→ **THE TASK**
Give the lines of the listing below as a JSON list of strings, one string per line, with blank lines left out. Start at the line that contains "Each <instance> block pairs" and end at the line that contains "positive clicks: (887, 455) (893, 465)", including both of those lines.

(Records taken from a dataset)
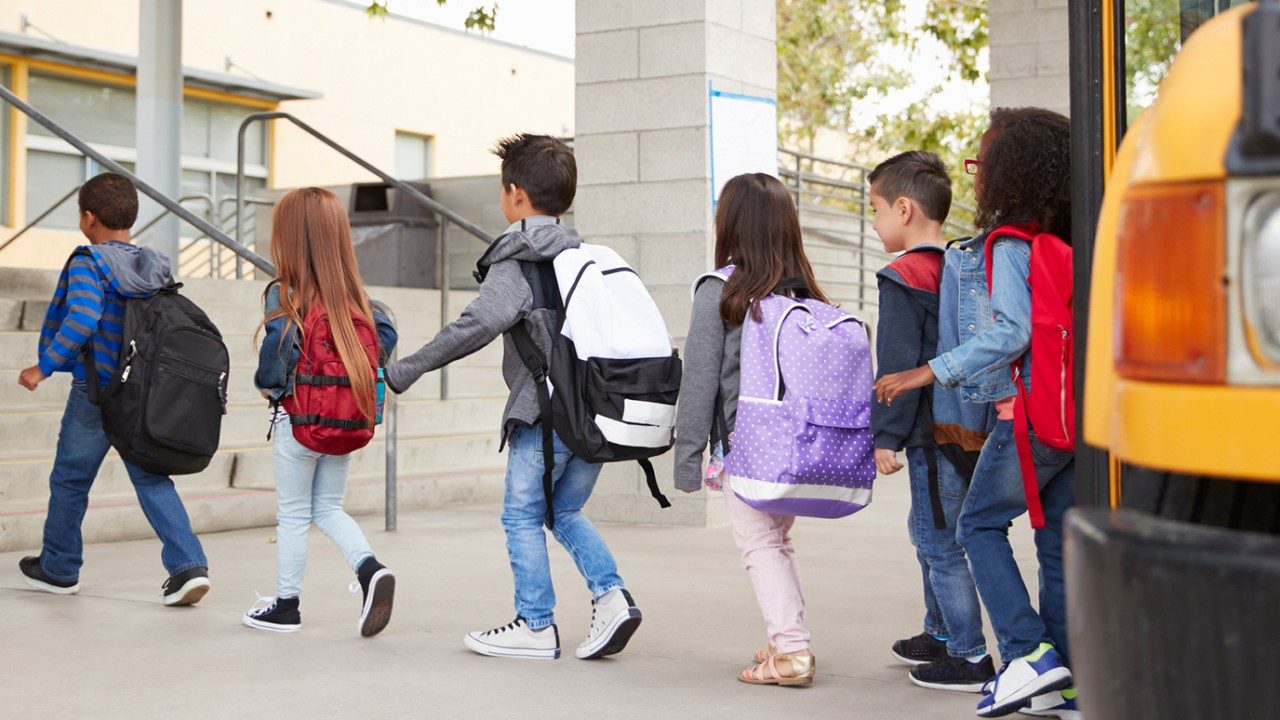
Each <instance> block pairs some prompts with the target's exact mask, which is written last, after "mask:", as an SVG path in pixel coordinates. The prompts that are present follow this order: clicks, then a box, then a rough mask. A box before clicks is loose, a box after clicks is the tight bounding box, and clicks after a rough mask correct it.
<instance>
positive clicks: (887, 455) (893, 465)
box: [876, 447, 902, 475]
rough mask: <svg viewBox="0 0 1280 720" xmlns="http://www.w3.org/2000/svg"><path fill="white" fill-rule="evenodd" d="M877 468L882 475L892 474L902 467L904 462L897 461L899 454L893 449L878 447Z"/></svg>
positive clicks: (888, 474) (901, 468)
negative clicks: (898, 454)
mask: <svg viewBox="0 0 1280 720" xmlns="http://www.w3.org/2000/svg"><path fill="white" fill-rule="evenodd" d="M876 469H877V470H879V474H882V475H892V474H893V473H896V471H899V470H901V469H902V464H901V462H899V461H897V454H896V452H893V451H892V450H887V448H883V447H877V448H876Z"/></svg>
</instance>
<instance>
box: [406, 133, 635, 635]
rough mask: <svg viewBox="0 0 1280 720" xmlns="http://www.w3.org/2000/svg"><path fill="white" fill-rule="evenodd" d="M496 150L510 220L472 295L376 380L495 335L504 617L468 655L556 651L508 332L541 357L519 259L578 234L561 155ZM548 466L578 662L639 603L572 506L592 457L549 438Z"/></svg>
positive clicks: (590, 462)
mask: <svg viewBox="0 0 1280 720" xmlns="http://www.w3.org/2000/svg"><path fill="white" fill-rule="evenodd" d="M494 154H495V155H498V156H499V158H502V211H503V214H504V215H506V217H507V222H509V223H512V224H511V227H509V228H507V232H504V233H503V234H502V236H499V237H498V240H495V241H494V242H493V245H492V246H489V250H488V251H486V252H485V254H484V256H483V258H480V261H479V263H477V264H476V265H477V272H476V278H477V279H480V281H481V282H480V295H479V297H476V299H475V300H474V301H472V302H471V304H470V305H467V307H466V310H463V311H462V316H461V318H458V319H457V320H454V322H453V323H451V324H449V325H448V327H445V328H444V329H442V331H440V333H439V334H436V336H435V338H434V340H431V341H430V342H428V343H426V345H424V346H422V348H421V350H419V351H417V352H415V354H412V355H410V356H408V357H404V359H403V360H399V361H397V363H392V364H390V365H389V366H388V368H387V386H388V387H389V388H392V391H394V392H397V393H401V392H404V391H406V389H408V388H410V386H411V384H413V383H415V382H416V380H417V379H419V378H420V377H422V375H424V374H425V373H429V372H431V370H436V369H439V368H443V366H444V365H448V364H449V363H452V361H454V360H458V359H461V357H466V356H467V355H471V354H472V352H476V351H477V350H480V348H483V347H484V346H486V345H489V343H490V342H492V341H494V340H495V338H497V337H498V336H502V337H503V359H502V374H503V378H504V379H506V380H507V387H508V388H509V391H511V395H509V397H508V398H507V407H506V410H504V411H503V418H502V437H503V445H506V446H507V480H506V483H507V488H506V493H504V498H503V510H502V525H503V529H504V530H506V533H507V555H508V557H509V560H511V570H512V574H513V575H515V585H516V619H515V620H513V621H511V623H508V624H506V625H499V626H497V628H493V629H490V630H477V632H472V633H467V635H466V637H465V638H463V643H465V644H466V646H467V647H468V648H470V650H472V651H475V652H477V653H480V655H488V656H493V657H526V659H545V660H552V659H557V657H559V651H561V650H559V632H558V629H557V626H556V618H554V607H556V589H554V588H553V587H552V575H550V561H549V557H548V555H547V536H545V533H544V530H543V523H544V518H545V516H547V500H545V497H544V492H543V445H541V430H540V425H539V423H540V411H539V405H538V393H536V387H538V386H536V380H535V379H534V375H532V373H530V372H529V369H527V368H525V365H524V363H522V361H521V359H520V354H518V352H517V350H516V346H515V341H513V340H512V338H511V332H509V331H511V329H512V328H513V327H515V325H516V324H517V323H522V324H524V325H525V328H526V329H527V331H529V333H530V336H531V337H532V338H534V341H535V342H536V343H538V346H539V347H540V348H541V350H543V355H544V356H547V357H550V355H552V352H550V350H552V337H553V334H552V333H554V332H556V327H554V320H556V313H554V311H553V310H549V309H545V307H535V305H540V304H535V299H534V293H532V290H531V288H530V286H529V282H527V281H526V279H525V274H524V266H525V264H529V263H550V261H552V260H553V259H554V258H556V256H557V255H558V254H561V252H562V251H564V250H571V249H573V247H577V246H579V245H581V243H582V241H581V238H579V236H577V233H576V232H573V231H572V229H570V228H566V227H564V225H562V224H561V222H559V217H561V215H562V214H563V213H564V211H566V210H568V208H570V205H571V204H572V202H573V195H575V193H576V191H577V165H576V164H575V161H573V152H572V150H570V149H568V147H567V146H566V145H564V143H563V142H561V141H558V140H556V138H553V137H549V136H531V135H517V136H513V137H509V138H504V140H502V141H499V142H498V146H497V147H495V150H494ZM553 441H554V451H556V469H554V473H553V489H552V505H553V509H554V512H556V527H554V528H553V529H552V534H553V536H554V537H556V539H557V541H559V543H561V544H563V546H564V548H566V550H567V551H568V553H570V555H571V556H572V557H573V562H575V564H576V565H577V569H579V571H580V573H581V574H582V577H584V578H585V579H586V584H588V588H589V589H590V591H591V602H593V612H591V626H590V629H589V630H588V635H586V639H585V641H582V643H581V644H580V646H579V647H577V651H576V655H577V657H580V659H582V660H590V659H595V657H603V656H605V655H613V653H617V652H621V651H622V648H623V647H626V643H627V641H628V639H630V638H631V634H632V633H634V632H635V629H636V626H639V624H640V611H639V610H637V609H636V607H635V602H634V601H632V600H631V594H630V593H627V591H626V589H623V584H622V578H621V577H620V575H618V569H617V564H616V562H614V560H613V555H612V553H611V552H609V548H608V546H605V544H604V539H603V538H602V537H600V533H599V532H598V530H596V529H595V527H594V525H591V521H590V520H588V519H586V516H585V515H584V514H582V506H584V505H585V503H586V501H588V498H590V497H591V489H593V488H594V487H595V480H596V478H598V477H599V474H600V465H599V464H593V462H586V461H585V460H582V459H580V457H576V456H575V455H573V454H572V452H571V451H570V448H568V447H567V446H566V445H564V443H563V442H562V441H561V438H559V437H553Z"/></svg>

---

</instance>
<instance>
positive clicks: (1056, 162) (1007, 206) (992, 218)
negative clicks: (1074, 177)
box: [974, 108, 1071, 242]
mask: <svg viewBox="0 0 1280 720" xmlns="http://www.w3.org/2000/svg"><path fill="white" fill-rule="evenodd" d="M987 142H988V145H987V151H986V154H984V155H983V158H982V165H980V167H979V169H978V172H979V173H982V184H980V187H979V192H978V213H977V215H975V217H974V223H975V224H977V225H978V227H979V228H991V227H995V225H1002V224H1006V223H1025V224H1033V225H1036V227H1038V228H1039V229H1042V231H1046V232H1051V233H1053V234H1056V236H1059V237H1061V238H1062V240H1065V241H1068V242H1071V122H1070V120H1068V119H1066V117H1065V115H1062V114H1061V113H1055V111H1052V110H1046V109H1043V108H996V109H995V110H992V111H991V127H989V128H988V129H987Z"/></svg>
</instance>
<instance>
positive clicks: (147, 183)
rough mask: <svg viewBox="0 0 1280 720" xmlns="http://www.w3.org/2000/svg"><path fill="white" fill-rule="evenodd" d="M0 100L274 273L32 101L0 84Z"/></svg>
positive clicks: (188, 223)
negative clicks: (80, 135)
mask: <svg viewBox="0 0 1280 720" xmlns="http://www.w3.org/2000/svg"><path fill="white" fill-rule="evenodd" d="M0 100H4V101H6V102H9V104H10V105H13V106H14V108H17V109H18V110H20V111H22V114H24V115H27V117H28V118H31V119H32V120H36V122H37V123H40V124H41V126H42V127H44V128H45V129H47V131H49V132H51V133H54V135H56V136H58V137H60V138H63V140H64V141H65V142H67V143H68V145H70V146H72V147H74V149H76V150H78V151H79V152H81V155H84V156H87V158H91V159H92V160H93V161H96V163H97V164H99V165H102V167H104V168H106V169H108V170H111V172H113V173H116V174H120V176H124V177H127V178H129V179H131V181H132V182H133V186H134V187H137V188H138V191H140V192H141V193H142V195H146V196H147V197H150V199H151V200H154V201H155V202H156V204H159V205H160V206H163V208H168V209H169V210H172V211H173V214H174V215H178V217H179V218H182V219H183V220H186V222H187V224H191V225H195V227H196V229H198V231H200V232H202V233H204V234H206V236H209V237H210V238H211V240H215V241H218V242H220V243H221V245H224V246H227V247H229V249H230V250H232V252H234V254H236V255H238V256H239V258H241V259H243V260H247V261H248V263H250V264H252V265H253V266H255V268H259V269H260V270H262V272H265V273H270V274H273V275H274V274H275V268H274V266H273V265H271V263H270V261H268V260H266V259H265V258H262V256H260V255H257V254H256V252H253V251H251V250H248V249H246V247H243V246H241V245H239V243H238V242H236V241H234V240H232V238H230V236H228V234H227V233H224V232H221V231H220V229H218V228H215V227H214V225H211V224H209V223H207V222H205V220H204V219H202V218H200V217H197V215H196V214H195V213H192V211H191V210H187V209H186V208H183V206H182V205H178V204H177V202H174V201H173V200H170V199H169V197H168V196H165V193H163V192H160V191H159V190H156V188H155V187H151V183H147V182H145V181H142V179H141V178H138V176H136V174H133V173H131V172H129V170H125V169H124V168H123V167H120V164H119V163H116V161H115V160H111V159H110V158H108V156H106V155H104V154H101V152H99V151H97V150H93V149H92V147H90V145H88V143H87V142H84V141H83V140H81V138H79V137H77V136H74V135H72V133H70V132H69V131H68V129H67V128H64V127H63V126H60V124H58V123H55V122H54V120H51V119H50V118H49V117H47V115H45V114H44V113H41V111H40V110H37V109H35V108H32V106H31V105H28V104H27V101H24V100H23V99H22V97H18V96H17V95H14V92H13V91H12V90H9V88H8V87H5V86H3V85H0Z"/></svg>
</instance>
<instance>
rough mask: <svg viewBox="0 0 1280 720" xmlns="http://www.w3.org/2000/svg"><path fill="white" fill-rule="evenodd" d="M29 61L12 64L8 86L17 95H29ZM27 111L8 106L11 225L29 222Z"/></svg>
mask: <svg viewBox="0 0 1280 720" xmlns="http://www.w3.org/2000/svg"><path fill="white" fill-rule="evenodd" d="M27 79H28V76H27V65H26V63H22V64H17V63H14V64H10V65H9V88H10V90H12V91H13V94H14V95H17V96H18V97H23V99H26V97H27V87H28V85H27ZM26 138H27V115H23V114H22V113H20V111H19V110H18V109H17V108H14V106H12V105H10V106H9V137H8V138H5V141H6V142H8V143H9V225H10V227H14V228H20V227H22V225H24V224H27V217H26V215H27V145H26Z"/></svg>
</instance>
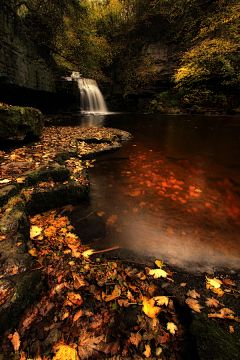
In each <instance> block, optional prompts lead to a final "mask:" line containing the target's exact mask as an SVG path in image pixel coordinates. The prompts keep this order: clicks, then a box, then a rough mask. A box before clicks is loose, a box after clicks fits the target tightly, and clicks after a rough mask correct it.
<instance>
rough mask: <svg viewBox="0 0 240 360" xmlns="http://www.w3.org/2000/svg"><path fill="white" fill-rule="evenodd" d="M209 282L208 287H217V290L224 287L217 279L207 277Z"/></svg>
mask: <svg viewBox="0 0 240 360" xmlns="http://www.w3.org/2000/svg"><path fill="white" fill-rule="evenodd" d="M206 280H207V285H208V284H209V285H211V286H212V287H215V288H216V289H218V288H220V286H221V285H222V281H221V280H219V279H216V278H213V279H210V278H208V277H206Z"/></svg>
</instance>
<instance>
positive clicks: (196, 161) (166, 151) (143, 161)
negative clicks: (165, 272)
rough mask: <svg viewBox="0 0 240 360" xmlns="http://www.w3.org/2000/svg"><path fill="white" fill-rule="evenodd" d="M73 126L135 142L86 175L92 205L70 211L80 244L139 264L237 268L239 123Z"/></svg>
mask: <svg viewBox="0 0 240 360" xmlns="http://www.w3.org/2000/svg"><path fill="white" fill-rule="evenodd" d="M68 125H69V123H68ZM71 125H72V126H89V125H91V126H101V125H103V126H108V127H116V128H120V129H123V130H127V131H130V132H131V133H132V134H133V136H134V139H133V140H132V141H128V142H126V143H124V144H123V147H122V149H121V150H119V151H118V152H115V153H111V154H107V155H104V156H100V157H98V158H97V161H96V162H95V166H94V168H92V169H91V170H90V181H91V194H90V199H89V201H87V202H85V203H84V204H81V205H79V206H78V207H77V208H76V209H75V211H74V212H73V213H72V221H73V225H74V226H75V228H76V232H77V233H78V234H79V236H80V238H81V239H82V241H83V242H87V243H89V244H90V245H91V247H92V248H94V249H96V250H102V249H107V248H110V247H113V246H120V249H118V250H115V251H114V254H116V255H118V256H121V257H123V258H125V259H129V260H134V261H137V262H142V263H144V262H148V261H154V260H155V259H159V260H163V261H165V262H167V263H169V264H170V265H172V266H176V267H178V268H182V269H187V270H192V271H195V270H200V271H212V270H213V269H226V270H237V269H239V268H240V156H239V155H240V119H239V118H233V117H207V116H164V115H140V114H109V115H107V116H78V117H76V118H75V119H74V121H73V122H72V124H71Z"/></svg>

---

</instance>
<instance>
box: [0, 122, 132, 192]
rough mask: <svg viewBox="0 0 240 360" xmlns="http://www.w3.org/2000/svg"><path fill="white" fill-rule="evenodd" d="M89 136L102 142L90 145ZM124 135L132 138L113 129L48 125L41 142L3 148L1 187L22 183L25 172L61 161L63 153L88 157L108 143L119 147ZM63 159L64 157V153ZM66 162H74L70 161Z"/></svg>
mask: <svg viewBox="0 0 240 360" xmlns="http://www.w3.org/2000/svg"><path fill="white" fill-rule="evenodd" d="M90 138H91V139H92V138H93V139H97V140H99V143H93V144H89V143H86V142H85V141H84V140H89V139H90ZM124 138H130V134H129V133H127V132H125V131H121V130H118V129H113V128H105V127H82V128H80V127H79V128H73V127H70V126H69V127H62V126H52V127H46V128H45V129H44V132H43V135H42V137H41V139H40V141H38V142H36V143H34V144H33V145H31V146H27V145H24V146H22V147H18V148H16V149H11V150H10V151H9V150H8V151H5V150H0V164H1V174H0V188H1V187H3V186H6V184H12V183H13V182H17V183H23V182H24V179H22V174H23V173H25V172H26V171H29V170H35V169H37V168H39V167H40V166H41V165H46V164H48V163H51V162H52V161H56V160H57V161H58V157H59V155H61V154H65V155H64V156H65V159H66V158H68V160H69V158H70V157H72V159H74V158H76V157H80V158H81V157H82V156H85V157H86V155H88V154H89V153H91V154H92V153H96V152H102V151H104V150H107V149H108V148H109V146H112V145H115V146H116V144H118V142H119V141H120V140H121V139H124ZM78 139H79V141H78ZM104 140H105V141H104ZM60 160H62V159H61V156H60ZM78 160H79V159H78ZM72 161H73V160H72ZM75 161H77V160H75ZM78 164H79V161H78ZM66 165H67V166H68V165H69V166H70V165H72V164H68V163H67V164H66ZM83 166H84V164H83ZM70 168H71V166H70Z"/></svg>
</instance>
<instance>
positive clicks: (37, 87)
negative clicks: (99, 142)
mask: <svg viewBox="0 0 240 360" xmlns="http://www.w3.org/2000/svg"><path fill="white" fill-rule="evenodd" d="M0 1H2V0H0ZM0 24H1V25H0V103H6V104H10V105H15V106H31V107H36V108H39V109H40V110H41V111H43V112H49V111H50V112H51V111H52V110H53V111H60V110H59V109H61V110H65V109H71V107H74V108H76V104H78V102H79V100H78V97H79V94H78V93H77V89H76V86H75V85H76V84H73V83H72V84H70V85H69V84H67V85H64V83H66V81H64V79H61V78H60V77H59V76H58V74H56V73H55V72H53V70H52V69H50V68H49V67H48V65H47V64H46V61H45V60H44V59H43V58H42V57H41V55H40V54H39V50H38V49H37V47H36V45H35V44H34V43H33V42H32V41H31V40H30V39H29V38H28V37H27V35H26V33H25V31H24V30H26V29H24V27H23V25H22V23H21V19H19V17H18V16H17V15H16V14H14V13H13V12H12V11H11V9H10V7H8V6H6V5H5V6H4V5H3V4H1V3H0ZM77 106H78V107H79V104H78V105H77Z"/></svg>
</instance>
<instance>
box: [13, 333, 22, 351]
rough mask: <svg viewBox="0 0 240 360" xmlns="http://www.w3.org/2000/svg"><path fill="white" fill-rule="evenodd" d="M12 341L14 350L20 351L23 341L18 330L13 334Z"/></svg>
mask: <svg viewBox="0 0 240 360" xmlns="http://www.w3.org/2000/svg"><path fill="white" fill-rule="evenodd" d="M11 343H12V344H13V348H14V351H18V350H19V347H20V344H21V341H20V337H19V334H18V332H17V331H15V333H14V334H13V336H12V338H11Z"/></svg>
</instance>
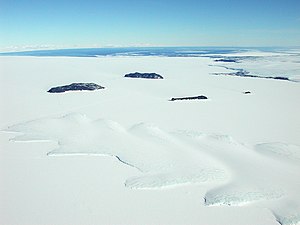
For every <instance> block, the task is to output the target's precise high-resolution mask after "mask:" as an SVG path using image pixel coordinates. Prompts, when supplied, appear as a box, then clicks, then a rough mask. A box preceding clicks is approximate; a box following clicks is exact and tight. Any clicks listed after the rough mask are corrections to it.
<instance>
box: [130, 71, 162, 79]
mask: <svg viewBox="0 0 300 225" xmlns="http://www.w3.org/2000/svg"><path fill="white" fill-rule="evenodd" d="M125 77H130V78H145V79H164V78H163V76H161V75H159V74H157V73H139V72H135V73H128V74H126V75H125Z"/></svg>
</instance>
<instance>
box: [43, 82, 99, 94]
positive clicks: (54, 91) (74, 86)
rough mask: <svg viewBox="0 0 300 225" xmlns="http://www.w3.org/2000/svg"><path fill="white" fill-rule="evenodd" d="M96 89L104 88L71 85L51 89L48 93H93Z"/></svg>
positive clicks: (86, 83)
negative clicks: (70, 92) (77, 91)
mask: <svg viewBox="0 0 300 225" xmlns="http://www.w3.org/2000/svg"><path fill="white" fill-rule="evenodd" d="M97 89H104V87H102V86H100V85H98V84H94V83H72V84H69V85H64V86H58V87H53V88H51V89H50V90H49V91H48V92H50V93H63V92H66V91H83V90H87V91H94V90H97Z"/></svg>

→ **RESPONSE**
[
  "Each <instance> block pairs some prompts with the target's exact mask, which is written last, after \"mask:\", as an SVG path in pixel coordinates. The prompts that are present follow this order: clicks, then a box, then a rough mask. A box before clicks is loose, a box after clicks is the tight bounding box, and clicks after a rough mask correct it.",
  "<instance>",
  "positive clicks: (887, 455) (893, 465)"
]